Dataset entries
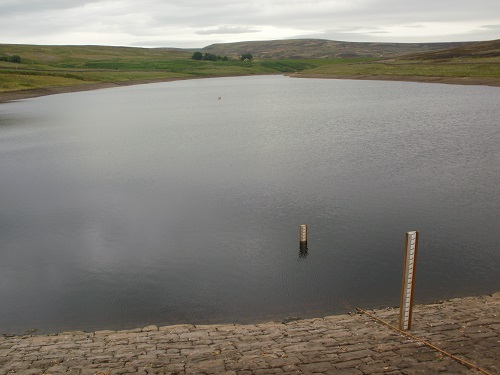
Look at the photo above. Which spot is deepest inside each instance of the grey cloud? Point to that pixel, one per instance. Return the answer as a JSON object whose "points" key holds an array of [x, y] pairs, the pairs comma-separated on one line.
{"points": [[228, 30], [186, 22]]}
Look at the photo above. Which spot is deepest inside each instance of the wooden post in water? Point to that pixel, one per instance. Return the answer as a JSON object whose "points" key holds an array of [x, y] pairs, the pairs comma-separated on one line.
{"points": [[303, 233], [406, 304]]}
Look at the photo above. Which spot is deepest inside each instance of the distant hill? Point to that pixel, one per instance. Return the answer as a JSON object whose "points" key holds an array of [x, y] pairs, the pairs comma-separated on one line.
{"points": [[471, 50], [322, 48]]}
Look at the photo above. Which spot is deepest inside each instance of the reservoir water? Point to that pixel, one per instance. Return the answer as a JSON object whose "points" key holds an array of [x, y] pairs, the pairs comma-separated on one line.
{"points": [[181, 202]]}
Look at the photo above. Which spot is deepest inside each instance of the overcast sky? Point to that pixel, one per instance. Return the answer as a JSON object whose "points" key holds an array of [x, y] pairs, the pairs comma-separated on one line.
{"points": [[198, 23]]}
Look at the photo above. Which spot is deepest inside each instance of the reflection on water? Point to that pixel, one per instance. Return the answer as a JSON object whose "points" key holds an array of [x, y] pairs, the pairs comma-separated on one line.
{"points": [[161, 204]]}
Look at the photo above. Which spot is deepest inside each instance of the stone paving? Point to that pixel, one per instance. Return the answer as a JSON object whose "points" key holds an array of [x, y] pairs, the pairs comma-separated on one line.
{"points": [[345, 344]]}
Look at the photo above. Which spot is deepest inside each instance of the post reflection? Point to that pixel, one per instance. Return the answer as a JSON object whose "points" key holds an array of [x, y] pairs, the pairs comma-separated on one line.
{"points": [[303, 250]]}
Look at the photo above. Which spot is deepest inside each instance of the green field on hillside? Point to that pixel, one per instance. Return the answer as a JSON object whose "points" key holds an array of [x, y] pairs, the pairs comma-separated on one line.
{"points": [[46, 66]]}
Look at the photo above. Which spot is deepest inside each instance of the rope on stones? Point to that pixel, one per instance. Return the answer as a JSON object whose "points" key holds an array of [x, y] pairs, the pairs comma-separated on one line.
{"points": [[462, 361]]}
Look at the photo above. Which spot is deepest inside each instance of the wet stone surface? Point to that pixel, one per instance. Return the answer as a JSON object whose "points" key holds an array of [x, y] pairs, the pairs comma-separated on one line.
{"points": [[345, 344]]}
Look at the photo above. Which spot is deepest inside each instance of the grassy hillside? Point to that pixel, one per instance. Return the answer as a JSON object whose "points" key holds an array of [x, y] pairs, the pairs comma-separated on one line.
{"points": [[322, 49], [54, 66], [474, 60]]}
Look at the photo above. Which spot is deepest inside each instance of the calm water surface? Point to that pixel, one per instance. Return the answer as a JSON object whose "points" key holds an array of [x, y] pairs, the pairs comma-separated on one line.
{"points": [[160, 204]]}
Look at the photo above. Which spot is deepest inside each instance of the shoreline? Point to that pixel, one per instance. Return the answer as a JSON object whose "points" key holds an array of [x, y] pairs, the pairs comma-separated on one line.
{"points": [[9, 96], [466, 330]]}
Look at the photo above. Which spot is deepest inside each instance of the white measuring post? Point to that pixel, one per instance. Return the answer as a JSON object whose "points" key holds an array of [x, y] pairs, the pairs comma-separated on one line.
{"points": [[406, 305], [303, 233]]}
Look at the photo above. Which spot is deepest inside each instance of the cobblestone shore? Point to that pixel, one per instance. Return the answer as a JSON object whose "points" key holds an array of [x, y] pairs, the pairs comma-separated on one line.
{"points": [[345, 344]]}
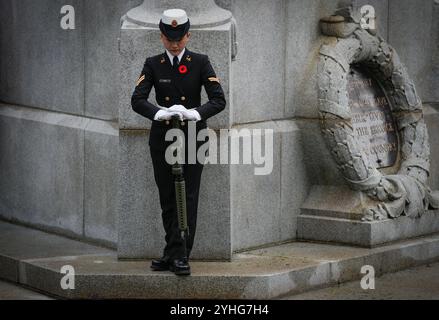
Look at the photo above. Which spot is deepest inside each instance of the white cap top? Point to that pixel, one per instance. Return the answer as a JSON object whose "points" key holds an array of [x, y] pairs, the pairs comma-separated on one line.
{"points": [[174, 17]]}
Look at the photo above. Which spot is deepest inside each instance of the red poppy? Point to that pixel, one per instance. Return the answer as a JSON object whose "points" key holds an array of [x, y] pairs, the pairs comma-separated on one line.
{"points": [[182, 69]]}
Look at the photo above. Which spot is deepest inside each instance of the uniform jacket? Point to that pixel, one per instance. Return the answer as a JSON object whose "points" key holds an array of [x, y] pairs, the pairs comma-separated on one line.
{"points": [[177, 86]]}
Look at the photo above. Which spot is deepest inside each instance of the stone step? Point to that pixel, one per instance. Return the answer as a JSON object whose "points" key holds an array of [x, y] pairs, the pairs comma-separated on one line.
{"points": [[34, 259]]}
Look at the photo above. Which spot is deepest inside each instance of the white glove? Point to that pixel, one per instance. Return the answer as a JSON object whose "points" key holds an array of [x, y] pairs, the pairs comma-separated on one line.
{"points": [[188, 114], [167, 115]]}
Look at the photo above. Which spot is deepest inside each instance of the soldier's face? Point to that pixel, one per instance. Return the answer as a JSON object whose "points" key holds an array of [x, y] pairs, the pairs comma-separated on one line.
{"points": [[175, 47]]}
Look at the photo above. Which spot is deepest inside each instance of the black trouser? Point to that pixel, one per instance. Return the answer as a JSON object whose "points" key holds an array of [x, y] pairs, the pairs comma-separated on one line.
{"points": [[165, 183]]}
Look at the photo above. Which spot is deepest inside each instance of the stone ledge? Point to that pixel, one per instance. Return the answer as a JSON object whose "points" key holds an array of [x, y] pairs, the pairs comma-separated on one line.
{"points": [[259, 274], [364, 233]]}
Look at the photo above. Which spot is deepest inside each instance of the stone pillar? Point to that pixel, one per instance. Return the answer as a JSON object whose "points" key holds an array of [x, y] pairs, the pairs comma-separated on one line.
{"points": [[140, 230]]}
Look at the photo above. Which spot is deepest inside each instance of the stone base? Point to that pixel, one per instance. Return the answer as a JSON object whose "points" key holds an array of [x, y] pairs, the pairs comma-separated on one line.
{"points": [[333, 214], [34, 259]]}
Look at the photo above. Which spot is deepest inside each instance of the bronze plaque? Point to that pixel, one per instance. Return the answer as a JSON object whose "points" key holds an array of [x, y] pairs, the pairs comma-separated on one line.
{"points": [[372, 119]]}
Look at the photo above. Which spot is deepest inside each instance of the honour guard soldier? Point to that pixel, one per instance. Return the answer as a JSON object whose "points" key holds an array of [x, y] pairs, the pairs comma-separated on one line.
{"points": [[177, 76]]}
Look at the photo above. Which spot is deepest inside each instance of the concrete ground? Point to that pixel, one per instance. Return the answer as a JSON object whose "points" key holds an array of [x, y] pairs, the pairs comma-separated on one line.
{"points": [[9, 291], [46, 262], [420, 283]]}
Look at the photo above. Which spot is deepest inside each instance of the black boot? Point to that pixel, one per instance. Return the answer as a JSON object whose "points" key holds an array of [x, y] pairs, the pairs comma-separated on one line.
{"points": [[161, 264], [180, 267]]}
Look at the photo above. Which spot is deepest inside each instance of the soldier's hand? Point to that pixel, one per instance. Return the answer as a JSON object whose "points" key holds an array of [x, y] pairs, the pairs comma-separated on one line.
{"points": [[167, 115], [188, 114]]}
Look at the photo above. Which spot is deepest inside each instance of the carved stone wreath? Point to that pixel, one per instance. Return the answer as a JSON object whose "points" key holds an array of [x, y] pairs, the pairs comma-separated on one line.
{"points": [[404, 193]]}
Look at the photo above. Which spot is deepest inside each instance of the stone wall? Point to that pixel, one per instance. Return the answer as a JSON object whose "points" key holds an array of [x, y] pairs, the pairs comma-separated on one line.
{"points": [[59, 137], [59, 121]]}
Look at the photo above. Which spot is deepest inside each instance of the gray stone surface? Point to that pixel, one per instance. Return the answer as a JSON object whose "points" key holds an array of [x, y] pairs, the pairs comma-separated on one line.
{"points": [[294, 177], [139, 223], [335, 201], [19, 243], [42, 64], [279, 193], [213, 240], [432, 119], [9, 291], [419, 283], [366, 234], [42, 163], [412, 34], [320, 167], [101, 151], [302, 51], [302, 55], [258, 77], [59, 172], [101, 56], [253, 196], [258, 274]]}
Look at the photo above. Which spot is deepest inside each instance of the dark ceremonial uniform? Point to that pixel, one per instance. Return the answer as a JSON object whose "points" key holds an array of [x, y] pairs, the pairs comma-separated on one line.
{"points": [[177, 85]]}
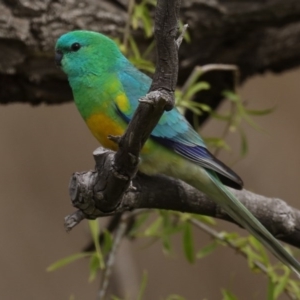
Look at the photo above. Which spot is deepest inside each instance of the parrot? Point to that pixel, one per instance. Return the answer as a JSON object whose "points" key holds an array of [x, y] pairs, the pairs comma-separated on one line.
{"points": [[106, 89]]}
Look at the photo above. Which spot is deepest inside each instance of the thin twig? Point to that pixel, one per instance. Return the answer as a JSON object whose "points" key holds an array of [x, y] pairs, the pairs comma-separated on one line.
{"points": [[181, 36], [127, 26], [120, 232]]}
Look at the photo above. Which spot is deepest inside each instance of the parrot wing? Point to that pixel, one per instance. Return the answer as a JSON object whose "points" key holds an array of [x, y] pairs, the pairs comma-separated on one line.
{"points": [[173, 131]]}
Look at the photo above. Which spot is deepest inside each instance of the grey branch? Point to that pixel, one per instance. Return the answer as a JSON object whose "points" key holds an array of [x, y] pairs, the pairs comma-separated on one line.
{"points": [[257, 36], [162, 192]]}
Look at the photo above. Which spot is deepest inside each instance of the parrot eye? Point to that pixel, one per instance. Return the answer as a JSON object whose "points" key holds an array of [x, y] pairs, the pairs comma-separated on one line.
{"points": [[75, 47]]}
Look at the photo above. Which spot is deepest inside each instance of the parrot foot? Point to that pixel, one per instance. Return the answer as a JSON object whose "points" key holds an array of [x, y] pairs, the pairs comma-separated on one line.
{"points": [[114, 138], [155, 97], [131, 187]]}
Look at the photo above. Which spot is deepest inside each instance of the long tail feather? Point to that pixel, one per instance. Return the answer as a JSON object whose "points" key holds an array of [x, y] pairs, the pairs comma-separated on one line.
{"points": [[235, 209]]}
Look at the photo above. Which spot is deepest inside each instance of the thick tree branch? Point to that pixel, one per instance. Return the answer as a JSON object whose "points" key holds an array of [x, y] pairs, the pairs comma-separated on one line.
{"points": [[162, 192], [123, 165], [257, 36]]}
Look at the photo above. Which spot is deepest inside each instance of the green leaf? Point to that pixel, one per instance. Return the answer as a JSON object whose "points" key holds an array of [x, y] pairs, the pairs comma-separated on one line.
{"points": [[232, 96], [271, 287], [143, 286], [206, 250], [283, 282], [175, 297], [94, 266], [244, 143], [67, 260], [227, 295], [188, 243], [217, 143], [107, 241], [153, 229], [94, 228], [139, 222], [258, 246], [115, 298], [197, 87], [134, 48], [205, 219], [262, 112]]}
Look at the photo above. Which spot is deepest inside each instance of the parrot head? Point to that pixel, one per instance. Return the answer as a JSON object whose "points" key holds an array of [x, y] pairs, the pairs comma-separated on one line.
{"points": [[84, 52]]}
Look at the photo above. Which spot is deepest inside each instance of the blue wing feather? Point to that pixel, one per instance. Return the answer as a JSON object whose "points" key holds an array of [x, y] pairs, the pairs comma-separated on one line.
{"points": [[173, 131]]}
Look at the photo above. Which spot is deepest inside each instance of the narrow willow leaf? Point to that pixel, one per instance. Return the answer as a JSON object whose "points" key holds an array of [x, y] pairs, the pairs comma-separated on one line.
{"points": [[143, 286], [175, 297], [206, 250], [261, 112], [244, 143], [258, 246], [67, 260], [197, 87], [188, 243], [134, 47], [107, 241], [232, 96], [139, 222], [227, 295], [94, 266], [205, 219], [271, 287], [94, 228], [115, 298], [153, 229], [283, 282]]}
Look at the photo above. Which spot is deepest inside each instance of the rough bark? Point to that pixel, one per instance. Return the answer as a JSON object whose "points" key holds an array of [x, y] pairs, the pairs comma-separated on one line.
{"points": [[163, 192], [256, 35]]}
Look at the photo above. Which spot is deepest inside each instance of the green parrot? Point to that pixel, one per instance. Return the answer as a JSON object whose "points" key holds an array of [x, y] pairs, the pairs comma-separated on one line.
{"points": [[106, 88]]}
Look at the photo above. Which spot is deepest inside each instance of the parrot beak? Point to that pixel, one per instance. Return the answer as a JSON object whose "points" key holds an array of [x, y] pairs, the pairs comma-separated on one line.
{"points": [[58, 57]]}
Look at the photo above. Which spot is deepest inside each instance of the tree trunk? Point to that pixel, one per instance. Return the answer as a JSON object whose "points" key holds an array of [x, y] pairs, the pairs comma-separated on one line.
{"points": [[256, 35]]}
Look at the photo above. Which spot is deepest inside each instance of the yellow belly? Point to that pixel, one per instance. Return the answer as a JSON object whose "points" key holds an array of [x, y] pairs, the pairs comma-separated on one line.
{"points": [[102, 126]]}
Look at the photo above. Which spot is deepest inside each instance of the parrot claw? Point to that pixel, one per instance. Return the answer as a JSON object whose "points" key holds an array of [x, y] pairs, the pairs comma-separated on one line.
{"points": [[153, 98], [131, 187], [114, 138]]}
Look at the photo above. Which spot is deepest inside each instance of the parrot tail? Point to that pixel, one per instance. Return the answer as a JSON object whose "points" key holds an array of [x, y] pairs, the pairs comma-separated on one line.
{"points": [[236, 210]]}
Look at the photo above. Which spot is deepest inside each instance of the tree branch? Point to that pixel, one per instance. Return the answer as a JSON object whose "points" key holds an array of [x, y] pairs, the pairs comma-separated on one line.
{"points": [[122, 167], [162, 192], [257, 36]]}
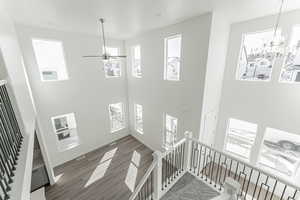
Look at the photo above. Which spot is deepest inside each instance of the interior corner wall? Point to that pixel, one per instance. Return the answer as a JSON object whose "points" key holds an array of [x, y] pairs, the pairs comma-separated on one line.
{"points": [[268, 104], [182, 99], [12, 70], [87, 92], [215, 67]]}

-- WHAT THE EXERCISE ASKS --
Copy out exactly the lines between the line that contains "the tree branch?" and the last line of the records, both ends included; leave out every picture.

-- SOLUTION --
Look at the photo above. Which spot is deepest inside each instance of the tree branch? Point to that pixel, one per instance. Return the answer as a JSON object whose "points" key holds an array of [x, y] pairs, the pairs comma-separated on one line.
{"points": [[122, 167], [162, 192], [257, 36]]}
Look at the photo above. Which spot is deepest inside each instance of the interior corner wall? Point to that pixel, one per instance. Return the answer as a JSON object whose "points" key holds an array of [x, y] pairs, the pairs comma-separated on one line.
{"points": [[268, 104], [182, 99], [12, 70], [87, 92], [215, 67]]}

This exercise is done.